> [Work instructions] Convert the data below into a two-column CSV headed input and output, one row per text paired with its answer. Put the text and the answer each in a single quoted field, with line breaks replaced by spaces.

-------- Source material --------

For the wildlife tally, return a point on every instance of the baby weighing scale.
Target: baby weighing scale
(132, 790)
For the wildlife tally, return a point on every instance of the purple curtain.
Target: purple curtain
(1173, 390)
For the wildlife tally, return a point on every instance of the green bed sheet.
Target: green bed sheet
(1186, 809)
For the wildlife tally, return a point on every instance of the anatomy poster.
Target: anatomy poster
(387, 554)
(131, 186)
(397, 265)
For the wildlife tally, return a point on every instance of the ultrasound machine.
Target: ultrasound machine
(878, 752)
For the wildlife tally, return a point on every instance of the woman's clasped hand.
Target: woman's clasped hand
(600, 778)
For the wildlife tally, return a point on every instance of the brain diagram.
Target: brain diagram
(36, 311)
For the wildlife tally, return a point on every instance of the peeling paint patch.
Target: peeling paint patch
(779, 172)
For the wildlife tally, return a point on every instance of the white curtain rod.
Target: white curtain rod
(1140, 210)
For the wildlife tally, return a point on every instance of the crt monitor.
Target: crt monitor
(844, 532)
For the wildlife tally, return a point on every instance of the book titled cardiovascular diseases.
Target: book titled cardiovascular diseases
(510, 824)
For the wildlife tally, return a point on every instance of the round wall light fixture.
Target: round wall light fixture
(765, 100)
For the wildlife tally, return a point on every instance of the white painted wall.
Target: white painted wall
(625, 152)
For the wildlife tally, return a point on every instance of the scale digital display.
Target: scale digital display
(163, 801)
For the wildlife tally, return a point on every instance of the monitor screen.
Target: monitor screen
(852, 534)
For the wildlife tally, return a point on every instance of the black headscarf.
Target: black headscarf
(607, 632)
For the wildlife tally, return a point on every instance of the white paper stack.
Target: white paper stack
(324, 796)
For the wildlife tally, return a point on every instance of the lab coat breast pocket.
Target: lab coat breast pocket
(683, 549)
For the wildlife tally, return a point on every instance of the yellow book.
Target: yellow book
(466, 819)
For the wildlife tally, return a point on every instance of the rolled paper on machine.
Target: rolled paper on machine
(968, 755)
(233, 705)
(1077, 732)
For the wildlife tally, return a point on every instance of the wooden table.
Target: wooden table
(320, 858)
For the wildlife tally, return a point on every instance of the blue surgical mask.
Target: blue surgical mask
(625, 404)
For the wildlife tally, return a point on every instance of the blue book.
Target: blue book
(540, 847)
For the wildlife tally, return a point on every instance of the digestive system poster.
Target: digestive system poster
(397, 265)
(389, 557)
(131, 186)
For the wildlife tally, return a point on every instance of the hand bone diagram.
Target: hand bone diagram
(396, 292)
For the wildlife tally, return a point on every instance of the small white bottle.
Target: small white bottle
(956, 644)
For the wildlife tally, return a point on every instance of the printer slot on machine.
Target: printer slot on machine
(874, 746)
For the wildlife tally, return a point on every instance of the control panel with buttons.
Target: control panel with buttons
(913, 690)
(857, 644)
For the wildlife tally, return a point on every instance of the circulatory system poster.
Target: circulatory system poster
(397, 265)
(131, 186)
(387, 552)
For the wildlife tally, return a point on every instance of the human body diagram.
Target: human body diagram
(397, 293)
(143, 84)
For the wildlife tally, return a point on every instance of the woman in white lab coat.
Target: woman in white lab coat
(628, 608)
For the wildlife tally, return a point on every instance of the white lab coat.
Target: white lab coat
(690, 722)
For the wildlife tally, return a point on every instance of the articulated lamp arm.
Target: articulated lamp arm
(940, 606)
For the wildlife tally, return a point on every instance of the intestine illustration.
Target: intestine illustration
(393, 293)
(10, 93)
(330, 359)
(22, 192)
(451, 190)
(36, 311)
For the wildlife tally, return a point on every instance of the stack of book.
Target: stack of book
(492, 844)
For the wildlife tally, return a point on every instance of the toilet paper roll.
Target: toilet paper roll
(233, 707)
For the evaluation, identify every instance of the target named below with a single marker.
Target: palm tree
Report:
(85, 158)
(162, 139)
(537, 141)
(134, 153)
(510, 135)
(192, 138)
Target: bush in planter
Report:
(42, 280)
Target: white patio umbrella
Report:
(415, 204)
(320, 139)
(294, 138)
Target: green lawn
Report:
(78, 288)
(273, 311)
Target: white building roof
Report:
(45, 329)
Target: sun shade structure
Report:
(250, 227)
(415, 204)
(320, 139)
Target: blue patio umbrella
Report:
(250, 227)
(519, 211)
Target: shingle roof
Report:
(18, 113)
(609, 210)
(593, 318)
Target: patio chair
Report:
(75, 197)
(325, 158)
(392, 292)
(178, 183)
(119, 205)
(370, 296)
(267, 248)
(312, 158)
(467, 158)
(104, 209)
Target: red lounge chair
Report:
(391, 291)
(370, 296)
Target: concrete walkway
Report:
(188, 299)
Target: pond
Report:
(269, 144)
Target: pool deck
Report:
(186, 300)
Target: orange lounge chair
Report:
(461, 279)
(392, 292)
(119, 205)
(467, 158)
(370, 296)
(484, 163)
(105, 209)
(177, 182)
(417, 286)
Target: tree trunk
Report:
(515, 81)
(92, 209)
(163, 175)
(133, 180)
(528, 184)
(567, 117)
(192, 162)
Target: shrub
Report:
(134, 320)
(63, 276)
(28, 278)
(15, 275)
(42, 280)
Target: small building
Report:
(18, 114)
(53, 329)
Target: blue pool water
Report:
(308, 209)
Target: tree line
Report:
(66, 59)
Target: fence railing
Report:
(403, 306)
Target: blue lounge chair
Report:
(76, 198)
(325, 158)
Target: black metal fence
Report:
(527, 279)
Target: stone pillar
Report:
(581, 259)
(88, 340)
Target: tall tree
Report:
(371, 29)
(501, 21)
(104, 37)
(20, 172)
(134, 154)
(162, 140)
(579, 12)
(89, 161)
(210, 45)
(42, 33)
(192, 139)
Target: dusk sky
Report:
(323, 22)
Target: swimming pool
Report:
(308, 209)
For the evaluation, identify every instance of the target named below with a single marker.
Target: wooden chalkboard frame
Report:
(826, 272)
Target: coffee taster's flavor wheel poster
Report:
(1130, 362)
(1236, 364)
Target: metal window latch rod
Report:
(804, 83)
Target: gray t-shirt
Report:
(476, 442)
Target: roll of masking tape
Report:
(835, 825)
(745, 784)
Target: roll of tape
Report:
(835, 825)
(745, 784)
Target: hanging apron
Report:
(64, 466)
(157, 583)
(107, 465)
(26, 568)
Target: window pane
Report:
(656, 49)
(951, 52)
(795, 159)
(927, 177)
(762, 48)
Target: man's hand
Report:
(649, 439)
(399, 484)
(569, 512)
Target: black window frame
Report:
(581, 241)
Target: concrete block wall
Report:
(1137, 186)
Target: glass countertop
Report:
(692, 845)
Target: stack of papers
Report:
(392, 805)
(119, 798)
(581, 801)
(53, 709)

--------

> [Problem solution]
input,output
"For the wildlife tally, return a point on every instance of the baby weighing scale. Target: baby weighing scale","(132, 790)"
"For the wildlife tally, return a point on every instance of the purple curtain. Target: purple curtain","(1173, 390)"
"For the wildlife tally, return a point on every instance of the green bed sheet. Target: green bed sheet","(1186, 809)"
"For the wildlife tally, return a point on every instance of the anatomy poster. Target: anatomy poster","(387, 554) (131, 186) (397, 265)"
"For the wildlife tally, return a point on every instance of the ultrasound machine. Target: ultrasound machine","(878, 752)"
"For the wildlife tally, return a point on every instance of the woman's clasped hand. Target: woman's clasped hand","(600, 778)"
"For the wildlife tally, return a point on every instance of the brain diagram. Target: brain diagram","(36, 311)"
"For the wildlife tally, return a point on every instance of the peeling paint patch. Target: peeling paint patch","(779, 172)"
"For the wildlife tally, return a point on every instance of the white curtain rod. Target: white curtain rod","(1140, 210)"
"For the wildlife tally, return a point on every instance of the crt monitor. Target: crt monitor","(844, 532)"
"For the wildlife tally, return a point on every instance of the book titled cardiovascular diseases. Target: book titled cardiovascular diseases","(510, 824)"
"For the wildlife tally, return a point on every instance of the round wall light fixture. Target: round wall light fixture","(765, 100)"
"For the wildlife tally, return a point on every instance of the white painted wall. Target: white painted wall","(625, 152)"
"For the wildlife tally, return a point on every instance of the scale digital display. Target: scale digital display","(163, 801)"
"For the wildlife tally, return a point on every instance of the monitor screen. Target: monitor screen","(852, 534)"
"For the wildlife tally, return a point on every instance of the black headscarf. Target: black headscarf","(607, 632)"
"For the wildlife tally, return a point on every instance of the white paper stack. Target: white paper stack","(324, 796)"
"For the wildlife tally, return a point on every instance of the lab coat breast pocket. Target: lab coat breast pocket","(683, 549)"
"For the wildlife tally, return a point on every instance of the yellow book. Target: yellow book","(466, 819)"
"For the wildlife tally, return a point on every instance of the rolled paper on machine. Target: rolled paper on machine","(968, 755) (233, 705) (1077, 732)"
"For the wildlife tally, return a point on every instance of the wooden table. Target: wooden table","(320, 858)"
"For the wildlife tally, return a point on every instance of the blue surgical mask. Target: blue surgical mask","(625, 404)"
"For the wildlife tally, return a point on every instance of the blue book. Target: blue book","(540, 847)"
"For the wildlife tally, return a point on every instance of the digestive system poster. Target: digestive system poster","(397, 265) (389, 557) (131, 186)"
"For the wildlife tally, return a point on every instance of the hand bone diagram. Target: hand bone diagram","(396, 292)"
"For the wildlife tally, return a point on every instance of the small white bottle. Target: small white bottle","(956, 644)"
"For the wildlife tally, return a point on every instance of the printer slot on machine. Target: printer slot on machine","(874, 746)"
"For the wildlife tally, return a point on every instance of the control panel with buttons. Target: control panel with buttons","(913, 690) (857, 644)"
"For the wildlife tally, return a point on every instance of the circulatory system poster. Target: circulatory system poster","(397, 265) (131, 186) (387, 552)"
"For the wildlife tally, return a point on every instance of the human body diagram. Target: human body diagram","(397, 293) (143, 84)"
"For the wildlife tally, return a point on every instance of the woman in white lab coat. Target: woman in white lab coat","(628, 608)"
"For the wildlife tally, return a point on every instance of the white lab coat. Target: white lab coat","(690, 722)"
"For the wildlife tally, return a point on every instance of the articulated lamp arm. Target: articulated lamp arm","(940, 606)"
"For the wildlife tally, return a point on every instance of the intestine illustration. Target: intestine illustration","(393, 293) (10, 93) (330, 359) (22, 192) (451, 190) (36, 311)"
"For the wildlife tally, return a point on every instance of the stack of book. Target: stack of book","(492, 844)"
"For the wildlife tally, return a point on every instance of the toilet paper roll. Target: toilet paper roll","(233, 707)"
"For the evaluation, identify every instance of the target named below with a single marker. Target: palm tree Report:","(85, 158) (162, 139) (537, 141) (134, 153) (510, 135) (192, 138)"
"Target: bush in planter Report:","(42, 280)"
"Target: white patio umbrella Report:","(415, 204) (320, 139) (294, 138)"
"Target: green lawn Report:","(78, 288) (273, 311)"
"Target: white building roof Report:","(45, 329)"
"Target: sun shade structure Report:","(250, 227) (415, 204) (320, 139)"
"Target: blue patio umbrella Report:","(250, 227) (519, 211)"
"Target: shingle roof Report:","(18, 113) (609, 210) (593, 318)"
"Target: patio chair Report:","(75, 197) (325, 158) (392, 292) (178, 183) (119, 205) (370, 296) (267, 248) (312, 158) (467, 158) (104, 209)"
"Target: red lounge chair Report:","(391, 291) (370, 296)"
"Target: concrete walkway Report:","(188, 299)"
"Target: pond Report:","(269, 144)"
"Target: pool deck Report:","(186, 300)"
"Target: orange lounge chair Report:","(461, 279) (392, 292) (119, 205) (467, 158) (370, 296) (484, 163) (105, 209) (177, 182) (417, 286)"
"Target: tree trunk Report:","(515, 81) (92, 209) (163, 175) (133, 180) (528, 184) (567, 117) (192, 162)"
"Target: shrub Report:","(134, 320) (63, 276) (28, 278) (15, 275) (42, 280)"
"Target: small building Report:","(18, 114) (53, 329)"
"Target: blue pool water Report:","(308, 209)"
"Target: tree line Report:","(66, 59)"
"Target: fence railing Report:","(403, 306)"
"Target: blue lounge chair Report:","(76, 198) (325, 158)"
"Target: black metal fence Report:","(527, 279)"
"Target: stone pillar Report:","(581, 259) (88, 340)"
"Target: tall tree Report:","(371, 29) (501, 21) (104, 37) (20, 172) (134, 154) (162, 140) (579, 12) (89, 161) (210, 45) (42, 33) (192, 139)"
"Target: dusk sky Report:","(323, 22)"
"Target: swimming pool Report:","(308, 209)"
"For the evaluation, identify every instance of the target named below with a single marker. Target: wooden chalkboard frame Report:","(826, 272)"
"Target: coffee taster's flavor wheel poster Report:","(1130, 362) (1236, 364)"
"Target: metal window latch rod Report:","(804, 83)"
"Target: gray t-shirt Report:","(476, 442)"
"Target: roll of masking tape Report:","(835, 825) (745, 784)"
"Target: roll of tape Report:","(835, 825) (745, 784)"
"Target: hanging apron Report:","(64, 466) (157, 583) (107, 465) (26, 568)"
"Target: window pane Report:","(656, 49) (951, 52) (795, 159) (927, 177) (762, 48)"
"Target: man's hand Report:","(649, 439) (399, 484) (569, 512)"
"Target: black window frame Report:","(581, 241)"
"Target: concrete block wall Report:","(1137, 186)"
"Target: glass countertop Report:","(692, 845)"
"Target: stack of papers Report:","(392, 805) (119, 798) (581, 801) (53, 709)"